• **Directions for this task**: Update the listing below by swapping "gets a single dot" for "receives one point" wherever it occurs, and leave every other line and character untouched.
※
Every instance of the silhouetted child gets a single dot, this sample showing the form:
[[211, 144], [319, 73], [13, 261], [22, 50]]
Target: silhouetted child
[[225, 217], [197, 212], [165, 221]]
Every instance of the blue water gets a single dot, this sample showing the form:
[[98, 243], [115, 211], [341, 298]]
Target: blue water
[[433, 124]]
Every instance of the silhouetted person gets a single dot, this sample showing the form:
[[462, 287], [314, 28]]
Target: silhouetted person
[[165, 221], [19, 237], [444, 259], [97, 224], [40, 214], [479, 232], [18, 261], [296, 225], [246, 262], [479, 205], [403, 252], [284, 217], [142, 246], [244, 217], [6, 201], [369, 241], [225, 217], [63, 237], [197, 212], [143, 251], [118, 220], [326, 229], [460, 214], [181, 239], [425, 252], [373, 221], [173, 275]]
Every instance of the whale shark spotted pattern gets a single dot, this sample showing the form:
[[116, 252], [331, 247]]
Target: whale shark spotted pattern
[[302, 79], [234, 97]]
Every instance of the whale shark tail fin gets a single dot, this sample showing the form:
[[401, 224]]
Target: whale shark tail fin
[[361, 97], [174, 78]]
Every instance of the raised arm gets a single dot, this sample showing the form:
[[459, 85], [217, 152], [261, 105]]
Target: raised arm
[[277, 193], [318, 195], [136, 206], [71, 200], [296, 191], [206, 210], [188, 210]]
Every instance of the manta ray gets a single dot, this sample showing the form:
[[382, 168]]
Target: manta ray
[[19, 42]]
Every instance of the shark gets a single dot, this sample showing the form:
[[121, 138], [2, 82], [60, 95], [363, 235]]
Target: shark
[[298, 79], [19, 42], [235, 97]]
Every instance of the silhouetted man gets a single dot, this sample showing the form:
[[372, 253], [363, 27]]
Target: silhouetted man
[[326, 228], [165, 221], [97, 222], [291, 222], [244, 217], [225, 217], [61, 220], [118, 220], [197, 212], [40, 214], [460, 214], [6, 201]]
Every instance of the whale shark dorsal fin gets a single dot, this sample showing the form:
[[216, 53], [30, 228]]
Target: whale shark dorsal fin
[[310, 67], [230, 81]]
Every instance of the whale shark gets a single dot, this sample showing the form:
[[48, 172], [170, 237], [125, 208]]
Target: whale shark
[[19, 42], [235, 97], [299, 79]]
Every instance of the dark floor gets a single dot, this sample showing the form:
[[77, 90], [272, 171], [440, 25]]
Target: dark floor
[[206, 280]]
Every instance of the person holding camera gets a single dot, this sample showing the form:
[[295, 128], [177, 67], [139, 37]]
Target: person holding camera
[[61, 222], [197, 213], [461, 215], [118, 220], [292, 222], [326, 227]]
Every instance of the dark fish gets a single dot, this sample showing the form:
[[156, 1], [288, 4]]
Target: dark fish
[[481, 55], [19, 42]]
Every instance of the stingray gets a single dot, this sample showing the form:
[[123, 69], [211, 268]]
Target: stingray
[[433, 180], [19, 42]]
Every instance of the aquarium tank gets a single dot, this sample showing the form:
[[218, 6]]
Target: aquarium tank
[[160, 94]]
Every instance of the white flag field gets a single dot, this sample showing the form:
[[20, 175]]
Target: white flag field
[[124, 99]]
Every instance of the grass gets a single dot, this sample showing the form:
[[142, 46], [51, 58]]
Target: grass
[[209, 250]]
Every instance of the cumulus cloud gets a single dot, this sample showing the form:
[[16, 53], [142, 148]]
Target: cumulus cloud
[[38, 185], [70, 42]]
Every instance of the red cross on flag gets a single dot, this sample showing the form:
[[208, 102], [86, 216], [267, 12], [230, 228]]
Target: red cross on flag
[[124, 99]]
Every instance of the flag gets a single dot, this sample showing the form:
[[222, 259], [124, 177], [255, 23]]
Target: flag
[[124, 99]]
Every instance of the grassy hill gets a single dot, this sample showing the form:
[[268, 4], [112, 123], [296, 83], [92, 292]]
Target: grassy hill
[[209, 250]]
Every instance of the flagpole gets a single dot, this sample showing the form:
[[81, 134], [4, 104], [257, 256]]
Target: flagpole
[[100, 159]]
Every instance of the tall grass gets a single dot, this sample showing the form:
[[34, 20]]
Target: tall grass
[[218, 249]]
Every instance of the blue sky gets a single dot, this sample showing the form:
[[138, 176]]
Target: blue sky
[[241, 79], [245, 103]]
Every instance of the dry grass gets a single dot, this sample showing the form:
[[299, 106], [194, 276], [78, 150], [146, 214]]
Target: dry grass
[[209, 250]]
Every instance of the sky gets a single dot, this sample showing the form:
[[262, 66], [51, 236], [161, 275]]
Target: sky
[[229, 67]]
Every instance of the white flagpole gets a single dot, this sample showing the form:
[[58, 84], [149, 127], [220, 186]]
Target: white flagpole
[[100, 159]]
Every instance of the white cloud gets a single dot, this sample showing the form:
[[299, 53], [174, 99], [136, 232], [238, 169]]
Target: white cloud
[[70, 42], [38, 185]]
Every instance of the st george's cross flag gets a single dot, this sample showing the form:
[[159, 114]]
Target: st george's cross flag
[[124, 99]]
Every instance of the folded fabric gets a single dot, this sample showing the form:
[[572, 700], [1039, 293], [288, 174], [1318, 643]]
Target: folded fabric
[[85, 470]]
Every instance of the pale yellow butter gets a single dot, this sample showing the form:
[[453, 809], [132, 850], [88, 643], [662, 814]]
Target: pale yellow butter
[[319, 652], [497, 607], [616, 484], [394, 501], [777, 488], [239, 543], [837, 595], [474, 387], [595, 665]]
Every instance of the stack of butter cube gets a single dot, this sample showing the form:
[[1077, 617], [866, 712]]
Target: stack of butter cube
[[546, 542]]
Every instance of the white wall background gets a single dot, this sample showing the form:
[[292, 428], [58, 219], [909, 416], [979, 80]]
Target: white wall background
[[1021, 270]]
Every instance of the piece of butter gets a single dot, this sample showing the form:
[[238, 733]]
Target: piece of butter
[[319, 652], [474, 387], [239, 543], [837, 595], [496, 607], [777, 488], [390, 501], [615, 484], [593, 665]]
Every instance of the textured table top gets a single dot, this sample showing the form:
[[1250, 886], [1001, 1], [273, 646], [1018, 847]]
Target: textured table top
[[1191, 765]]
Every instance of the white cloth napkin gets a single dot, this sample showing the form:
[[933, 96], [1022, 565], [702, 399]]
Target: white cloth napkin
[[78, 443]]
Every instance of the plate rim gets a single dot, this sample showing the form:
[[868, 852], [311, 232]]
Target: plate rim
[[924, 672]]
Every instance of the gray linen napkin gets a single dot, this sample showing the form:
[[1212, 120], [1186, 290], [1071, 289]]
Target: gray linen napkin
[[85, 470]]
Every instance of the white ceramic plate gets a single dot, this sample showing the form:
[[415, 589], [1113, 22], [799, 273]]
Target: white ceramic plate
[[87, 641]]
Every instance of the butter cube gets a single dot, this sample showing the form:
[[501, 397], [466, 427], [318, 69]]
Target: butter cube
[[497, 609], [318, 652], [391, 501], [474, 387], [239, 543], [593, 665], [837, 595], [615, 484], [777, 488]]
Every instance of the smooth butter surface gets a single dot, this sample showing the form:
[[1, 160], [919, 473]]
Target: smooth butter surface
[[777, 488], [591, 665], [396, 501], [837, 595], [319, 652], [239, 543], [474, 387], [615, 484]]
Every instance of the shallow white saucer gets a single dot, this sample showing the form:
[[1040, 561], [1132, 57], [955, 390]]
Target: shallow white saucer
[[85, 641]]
※
• **The solution**:
Every instance of the silhouetted child receives one point, this sample showing the form:
[[211, 144], [319, 73], [13, 261], [22, 50]]
Target: silhouetted child
[[225, 217], [197, 212], [165, 221]]
Every instance of the blue water receives one point, this sample showing the form:
[[98, 243], [115, 211], [341, 298]]
Target: blue water
[[433, 124]]
Every instance of the silhouetted person receives one point, this sample showing the form:
[[462, 287], [314, 28]]
Target: silhouetted person
[[165, 221], [19, 237], [444, 259], [97, 224], [40, 214], [479, 232], [18, 261], [296, 225], [246, 262], [479, 205], [403, 252], [284, 217], [142, 246], [244, 217], [6, 201], [369, 241], [225, 217], [63, 237], [197, 212], [143, 251], [118, 220], [326, 229], [460, 214], [181, 239], [425, 252], [373, 221], [173, 275]]
Every instance of the whale shark spotted pattern receives one point, this sample showing the form:
[[116, 252], [331, 247]]
Target: whale shark spotted pattern
[[302, 79], [234, 97]]
Every instance of the whale shark tail fin receives one point, this sample showing the form:
[[401, 224]]
Target: whale shark tail fin
[[361, 97], [174, 78]]
Every instance of the raised arm receives one point, this sample showing the form:
[[459, 85], [217, 152], [261, 105]]
Target: raised arm
[[277, 193], [318, 195], [136, 206], [71, 200], [296, 191], [206, 210], [188, 210]]
Every instance of the manta ray receives one point, this sample showing the form:
[[382, 168]]
Target: manta ray
[[19, 42]]
Every instance of the shark receives one point, this sample showing the form:
[[121, 138], [2, 82], [60, 95], [363, 235]]
Target: shark
[[298, 79], [19, 42], [235, 97]]
Every instance of the silhouetted man receives one point, this sample showing the form:
[[372, 253], [363, 27]]
Target: silhouetted man
[[326, 228], [165, 221], [97, 222], [291, 222], [244, 217], [225, 217], [61, 220], [118, 220], [197, 212], [40, 214], [460, 214], [6, 201]]
Every instance of the whale shark dorsal fin receives one point, this sample showing the form:
[[216, 53], [30, 228]]
Target: whale shark dorsal fin
[[310, 67], [230, 81]]
Every instance of the whale shark receives one point, this sample showing the form:
[[48, 172], [170, 237], [125, 208]]
Target: whale shark
[[19, 42], [235, 97], [299, 79]]
Every instance of the dark floor receives one point, this sample showing the form:
[[77, 90], [272, 171], [440, 25]]
Target: dark floor
[[206, 280]]
Every instance of the person holding camera receives one point, this sample showing the form:
[[295, 128], [177, 67], [139, 37]]
Target: person holding camera
[[61, 222], [197, 213], [461, 215], [118, 220], [292, 222], [326, 227]]
Every instance of the dark fish receives one point, this sample showing the form:
[[156, 1], [288, 4]]
Target: dark fish
[[481, 55], [19, 42]]
Every instance of the stingray receives one point, this sample showing the form:
[[123, 69], [211, 268]]
Target: stingray
[[433, 180], [19, 42]]
Every instance of the aquarium tank receives one point, this sample showing the form:
[[218, 6]]
Target: aquarium tank
[[160, 94]]
Every instance of the white flag field receives one point, this sample showing the form:
[[20, 175]]
Target: white flag field
[[124, 99]]
Every instance of the grass receives one point, this sample showing the form:
[[142, 46], [51, 58]]
Target: grass
[[209, 250]]
Every instance of the cumulus cloud receives one point, this sample showing the form:
[[16, 53], [142, 148]]
Target: cumulus cloud
[[38, 185], [70, 42]]
Every instance of the red cross on flag receives one point, this sample showing the form:
[[208, 102], [86, 216], [267, 12], [230, 228]]
Target: red cross on flag
[[124, 99]]
Every instance of the flag receives one point, this sample showing the form:
[[222, 259], [124, 177], [255, 23]]
Target: flag
[[124, 99]]
Every instance of the grassy hill receives one point, this sample showing the form:
[[268, 4], [112, 123], [296, 83], [92, 292]]
Target: grassy hill
[[209, 250]]
Every instance of the flagpole receives one point, this sample showing the form:
[[81, 134], [4, 104], [257, 256]]
Target: flagpole
[[100, 159]]
Every instance of the tall grass receives one point, this sample showing the form:
[[34, 20]]
Target: tall grass
[[218, 249]]
Every instance of the blue sky receives one point, this sample showing the form:
[[138, 176]]
Target: blue sky
[[241, 79], [245, 103]]
Every instance of the dry grass receives one point, this sample showing the form:
[[299, 106], [194, 276], [78, 150], [146, 214]]
Target: dry grass
[[209, 250]]
Every instance of the sky receives one point, this sample showing the form:
[[262, 66], [51, 236], [161, 275]]
Target: sky
[[229, 67]]
Every instance of the white flagpole receives one point, this sample showing the form:
[[58, 84], [149, 127], [220, 186]]
Target: white flagpole
[[100, 159]]
Every instance of the white cloud receives one point, this sample showing the form:
[[299, 53], [174, 99], [136, 232], [238, 169]]
Target: white cloud
[[70, 42], [38, 185]]
Every instance of the st george's cross flag receives one point, this sample showing the form:
[[159, 114]]
Target: st george's cross flag
[[124, 99]]
Every instance of the folded fabric receives one point, this sample showing the form:
[[572, 700], [1039, 293], [288, 174], [1318, 643]]
Target: folded fabric
[[85, 470]]
Every instance of the pale yellow butter receives one point, this sample showing the form:
[[453, 809], [132, 850], [88, 643], [662, 814]]
Target: pale yellow butter
[[319, 652], [497, 607], [616, 484], [394, 501], [777, 488], [239, 543], [837, 595], [474, 387], [595, 665]]
Every instance of the stack of butter cube receives one point, this sample showing the form:
[[1077, 617], [866, 712]]
Target: stack of butter cube
[[546, 542]]
Every instance of the white wall background receives one point, this sample showing the form:
[[292, 428], [58, 219], [909, 416], [979, 80]]
Target: white wall background
[[1021, 270]]
Every instance of the piece of butter receives one point, this sample showing the form:
[[238, 733]]
Target: piece of butter
[[319, 652], [474, 387], [239, 543], [837, 595], [496, 607], [777, 488], [390, 501], [615, 484], [593, 665]]
Every instance of the textured table top receives one point, this sample showing the form:
[[1250, 886], [1001, 1], [273, 646], [1018, 847]]
Target: textured table top
[[1191, 765]]
Every instance of the white cloth napkin receives one point, this sample showing the form:
[[933, 96], [1022, 565], [702, 399]]
Target: white cloth napkin
[[78, 443]]
Every instance of the plate rim receives one point, this sample showing the form:
[[868, 852], [311, 232]]
Target: plate rim
[[924, 672]]
Every instance of the gray linen napkin receives one point, this sample showing the form:
[[1212, 120], [1186, 290], [1071, 289]]
Target: gray linen napkin
[[85, 470]]
Every instance of the white ceramic plate receives one point, this sample showing the form:
[[415, 589], [1113, 22], [799, 273]]
Target: white ceramic plate
[[87, 641]]
Every instance of the butter cube receives one point, this sample showing the form:
[[501, 397], [466, 427], [318, 69]]
Target: butter cube
[[497, 609], [318, 652], [391, 501], [474, 387], [239, 543], [593, 665], [837, 595], [615, 484], [777, 488]]
Every instance of the smooth butter surface receives one point, this sample showing the form:
[[1, 160], [919, 473]]
Target: smooth butter surface
[[777, 488], [591, 665], [396, 501], [837, 595], [319, 652], [239, 543], [474, 387], [615, 484]]
Every instance of the shallow white saucer receives one point, this sample showing the form:
[[1040, 561], [1132, 57], [955, 390]]
Target: shallow white saucer
[[85, 641]]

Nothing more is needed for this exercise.